§ **WORK TASK**
The records below need to be printed in full. Keep each one exact.

DATA SUPPLIED below:

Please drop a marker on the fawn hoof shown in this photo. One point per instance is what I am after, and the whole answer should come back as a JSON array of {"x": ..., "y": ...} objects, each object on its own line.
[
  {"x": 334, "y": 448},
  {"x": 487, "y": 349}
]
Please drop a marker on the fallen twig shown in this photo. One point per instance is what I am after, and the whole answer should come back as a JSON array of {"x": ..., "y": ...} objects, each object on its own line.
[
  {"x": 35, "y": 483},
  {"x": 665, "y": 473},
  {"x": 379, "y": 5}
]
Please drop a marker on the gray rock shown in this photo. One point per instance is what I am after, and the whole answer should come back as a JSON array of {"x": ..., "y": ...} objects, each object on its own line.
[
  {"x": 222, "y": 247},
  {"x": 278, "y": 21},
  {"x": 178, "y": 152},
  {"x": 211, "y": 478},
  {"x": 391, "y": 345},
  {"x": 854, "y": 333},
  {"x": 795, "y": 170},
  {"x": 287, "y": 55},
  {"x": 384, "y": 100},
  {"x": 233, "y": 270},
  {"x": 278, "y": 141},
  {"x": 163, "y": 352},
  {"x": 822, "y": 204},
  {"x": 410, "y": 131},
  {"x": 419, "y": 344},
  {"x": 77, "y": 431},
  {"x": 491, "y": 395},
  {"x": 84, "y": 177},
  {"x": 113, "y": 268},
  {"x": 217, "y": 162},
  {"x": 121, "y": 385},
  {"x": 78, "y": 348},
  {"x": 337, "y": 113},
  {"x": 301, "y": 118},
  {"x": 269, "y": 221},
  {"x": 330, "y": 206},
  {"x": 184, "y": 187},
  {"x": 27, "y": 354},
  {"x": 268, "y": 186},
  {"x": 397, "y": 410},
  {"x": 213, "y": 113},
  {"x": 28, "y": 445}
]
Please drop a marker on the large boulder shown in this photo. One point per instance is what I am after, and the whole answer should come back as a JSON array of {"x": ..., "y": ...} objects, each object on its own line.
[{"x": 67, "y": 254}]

End of DATA SUPPLIED.

§ **TASK ANSWER**
Please drop a marker on the fawn hoof shown in this photo. One point per instance is what I am after, and the whole answer should come back as a JSON array of {"x": ..., "y": ...} objects, each object on its own line.
[
  {"x": 334, "y": 448},
  {"x": 487, "y": 349}
]
Please drop a marker on the fallen twig shown in this photo. One point per instance is what I am after, and the whole answer should come back as a JSON array of {"x": ..., "y": ...} objects, each object on its own line.
[
  {"x": 35, "y": 483},
  {"x": 665, "y": 473},
  {"x": 379, "y": 5}
]
Please drop a marker on the gray rock shown in this photo. One point per instance is what I am after, and the whole answer should come back as a JSON array of {"x": ..., "y": ...} objects, each object on its own line.
[
  {"x": 222, "y": 247},
  {"x": 278, "y": 21},
  {"x": 178, "y": 152},
  {"x": 211, "y": 478},
  {"x": 391, "y": 345},
  {"x": 854, "y": 333},
  {"x": 795, "y": 170},
  {"x": 287, "y": 55},
  {"x": 384, "y": 100},
  {"x": 233, "y": 270},
  {"x": 278, "y": 141},
  {"x": 163, "y": 352},
  {"x": 822, "y": 204},
  {"x": 410, "y": 131},
  {"x": 419, "y": 344},
  {"x": 77, "y": 431},
  {"x": 491, "y": 395},
  {"x": 84, "y": 177},
  {"x": 113, "y": 268},
  {"x": 217, "y": 162},
  {"x": 121, "y": 385},
  {"x": 78, "y": 348},
  {"x": 337, "y": 113},
  {"x": 301, "y": 118},
  {"x": 269, "y": 221},
  {"x": 330, "y": 206},
  {"x": 184, "y": 187},
  {"x": 27, "y": 354},
  {"x": 268, "y": 186},
  {"x": 397, "y": 410},
  {"x": 213, "y": 113},
  {"x": 28, "y": 445}
]
Please drop a marker on the large boulder shown in this photo. One point per instance is what I am after, and the whole answer should come back as a JSON array of {"x": ..., "y": ...} objects, each object on its own line.
[{"x": 67, "y": 254}]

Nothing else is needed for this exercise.